*To be done:* Pick out each line in the data below that contains the string "post" and copy it in full. Only matches with the same letter case count.
================
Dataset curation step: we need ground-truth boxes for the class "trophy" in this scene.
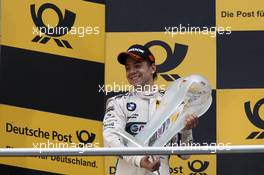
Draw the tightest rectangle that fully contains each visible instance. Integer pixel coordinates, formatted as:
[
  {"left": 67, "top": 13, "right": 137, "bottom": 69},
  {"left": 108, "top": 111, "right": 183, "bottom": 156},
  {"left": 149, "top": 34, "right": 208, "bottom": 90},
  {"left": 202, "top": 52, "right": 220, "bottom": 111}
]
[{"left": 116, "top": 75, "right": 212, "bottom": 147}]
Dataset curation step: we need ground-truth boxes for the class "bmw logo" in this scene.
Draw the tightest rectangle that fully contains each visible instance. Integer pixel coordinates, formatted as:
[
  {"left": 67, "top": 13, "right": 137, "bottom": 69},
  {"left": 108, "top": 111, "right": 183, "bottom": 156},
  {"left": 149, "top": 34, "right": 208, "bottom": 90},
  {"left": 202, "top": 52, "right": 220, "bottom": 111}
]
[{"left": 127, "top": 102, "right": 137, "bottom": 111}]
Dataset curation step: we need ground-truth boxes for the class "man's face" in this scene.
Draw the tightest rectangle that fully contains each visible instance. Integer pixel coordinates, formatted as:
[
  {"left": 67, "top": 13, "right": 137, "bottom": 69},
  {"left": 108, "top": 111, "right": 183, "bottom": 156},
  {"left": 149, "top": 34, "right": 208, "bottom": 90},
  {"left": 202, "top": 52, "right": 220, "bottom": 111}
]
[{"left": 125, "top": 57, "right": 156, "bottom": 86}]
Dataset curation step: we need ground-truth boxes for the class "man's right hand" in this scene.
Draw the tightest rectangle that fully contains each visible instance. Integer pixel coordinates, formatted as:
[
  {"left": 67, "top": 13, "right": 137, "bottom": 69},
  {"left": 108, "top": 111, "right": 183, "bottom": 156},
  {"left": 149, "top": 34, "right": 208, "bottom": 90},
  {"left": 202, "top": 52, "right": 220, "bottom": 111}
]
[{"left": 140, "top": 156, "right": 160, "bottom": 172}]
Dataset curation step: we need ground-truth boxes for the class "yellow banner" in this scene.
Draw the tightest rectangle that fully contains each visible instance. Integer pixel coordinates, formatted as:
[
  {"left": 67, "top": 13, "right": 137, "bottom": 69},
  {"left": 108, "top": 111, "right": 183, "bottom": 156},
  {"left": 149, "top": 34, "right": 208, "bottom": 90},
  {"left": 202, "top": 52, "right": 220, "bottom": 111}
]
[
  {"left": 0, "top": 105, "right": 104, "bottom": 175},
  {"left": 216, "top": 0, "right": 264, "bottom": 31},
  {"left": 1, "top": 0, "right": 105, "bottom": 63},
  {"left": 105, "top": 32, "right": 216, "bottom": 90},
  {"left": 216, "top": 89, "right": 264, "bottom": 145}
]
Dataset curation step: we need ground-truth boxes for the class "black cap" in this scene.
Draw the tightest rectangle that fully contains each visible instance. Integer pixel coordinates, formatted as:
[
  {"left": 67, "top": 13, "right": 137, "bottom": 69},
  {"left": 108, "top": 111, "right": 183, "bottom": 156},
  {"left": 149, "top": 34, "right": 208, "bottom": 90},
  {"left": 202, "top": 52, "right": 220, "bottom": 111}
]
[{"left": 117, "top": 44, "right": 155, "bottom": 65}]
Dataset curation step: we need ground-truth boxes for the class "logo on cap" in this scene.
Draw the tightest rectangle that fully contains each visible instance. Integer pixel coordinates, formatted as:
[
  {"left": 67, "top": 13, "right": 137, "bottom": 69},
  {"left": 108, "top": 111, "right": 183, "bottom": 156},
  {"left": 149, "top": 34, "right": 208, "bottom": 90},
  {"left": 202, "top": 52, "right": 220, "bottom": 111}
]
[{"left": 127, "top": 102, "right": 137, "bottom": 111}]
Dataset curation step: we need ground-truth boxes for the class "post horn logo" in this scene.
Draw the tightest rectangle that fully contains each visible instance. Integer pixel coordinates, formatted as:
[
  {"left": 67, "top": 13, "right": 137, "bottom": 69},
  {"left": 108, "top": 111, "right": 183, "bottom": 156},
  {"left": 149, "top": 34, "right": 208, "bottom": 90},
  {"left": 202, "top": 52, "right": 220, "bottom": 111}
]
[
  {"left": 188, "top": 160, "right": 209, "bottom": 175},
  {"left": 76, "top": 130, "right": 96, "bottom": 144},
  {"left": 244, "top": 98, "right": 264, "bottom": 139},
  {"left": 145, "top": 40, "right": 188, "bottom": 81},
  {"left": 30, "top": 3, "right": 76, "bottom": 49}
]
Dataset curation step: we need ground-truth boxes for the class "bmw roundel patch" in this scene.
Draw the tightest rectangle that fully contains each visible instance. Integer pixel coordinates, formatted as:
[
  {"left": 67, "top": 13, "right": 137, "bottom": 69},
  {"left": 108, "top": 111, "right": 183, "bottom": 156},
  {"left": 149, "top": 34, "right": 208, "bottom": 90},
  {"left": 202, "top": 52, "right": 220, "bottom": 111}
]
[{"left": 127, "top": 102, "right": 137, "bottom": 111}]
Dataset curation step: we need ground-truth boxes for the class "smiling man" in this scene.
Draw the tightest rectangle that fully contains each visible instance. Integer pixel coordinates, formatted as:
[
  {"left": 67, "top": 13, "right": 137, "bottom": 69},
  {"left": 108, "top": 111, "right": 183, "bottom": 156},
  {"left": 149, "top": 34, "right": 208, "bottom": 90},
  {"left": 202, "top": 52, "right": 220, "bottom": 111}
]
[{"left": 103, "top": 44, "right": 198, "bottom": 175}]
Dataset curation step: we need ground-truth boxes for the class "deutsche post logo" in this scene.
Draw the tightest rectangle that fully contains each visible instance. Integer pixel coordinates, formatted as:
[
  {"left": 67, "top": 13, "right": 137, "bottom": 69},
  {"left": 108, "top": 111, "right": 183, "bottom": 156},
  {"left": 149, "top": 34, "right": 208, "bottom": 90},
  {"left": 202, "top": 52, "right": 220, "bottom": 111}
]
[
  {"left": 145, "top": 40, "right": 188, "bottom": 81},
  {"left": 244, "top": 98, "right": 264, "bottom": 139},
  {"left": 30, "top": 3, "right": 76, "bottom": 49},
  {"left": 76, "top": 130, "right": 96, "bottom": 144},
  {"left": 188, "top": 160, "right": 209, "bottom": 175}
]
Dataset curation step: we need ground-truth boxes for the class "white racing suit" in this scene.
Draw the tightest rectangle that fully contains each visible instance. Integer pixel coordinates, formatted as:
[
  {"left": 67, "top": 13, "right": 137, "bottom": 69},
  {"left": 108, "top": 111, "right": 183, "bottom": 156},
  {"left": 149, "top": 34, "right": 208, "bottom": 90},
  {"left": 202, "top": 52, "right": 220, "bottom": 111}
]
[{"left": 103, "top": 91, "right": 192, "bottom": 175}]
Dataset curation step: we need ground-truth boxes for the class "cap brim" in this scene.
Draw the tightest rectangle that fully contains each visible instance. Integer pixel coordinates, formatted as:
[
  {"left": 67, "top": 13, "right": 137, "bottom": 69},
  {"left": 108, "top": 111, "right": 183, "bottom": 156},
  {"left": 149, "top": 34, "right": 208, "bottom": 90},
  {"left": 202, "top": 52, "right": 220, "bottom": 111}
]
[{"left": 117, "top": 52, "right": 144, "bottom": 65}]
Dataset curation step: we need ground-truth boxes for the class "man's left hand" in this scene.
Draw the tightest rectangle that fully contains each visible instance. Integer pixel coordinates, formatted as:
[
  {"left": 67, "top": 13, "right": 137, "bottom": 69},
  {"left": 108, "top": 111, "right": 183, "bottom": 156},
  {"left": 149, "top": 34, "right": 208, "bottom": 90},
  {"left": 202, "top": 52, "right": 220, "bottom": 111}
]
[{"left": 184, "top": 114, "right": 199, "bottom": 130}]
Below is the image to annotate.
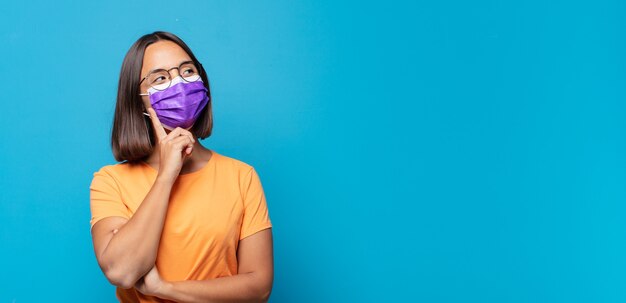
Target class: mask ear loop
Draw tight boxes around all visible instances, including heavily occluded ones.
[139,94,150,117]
================
*Solved exercise:*
Dataset curation step: we need ground-truth boxes for the class "post horn logo" in this scene.
Dataset curation step: we need ground-truth boxes for the class "deutsche post logo" in this scene.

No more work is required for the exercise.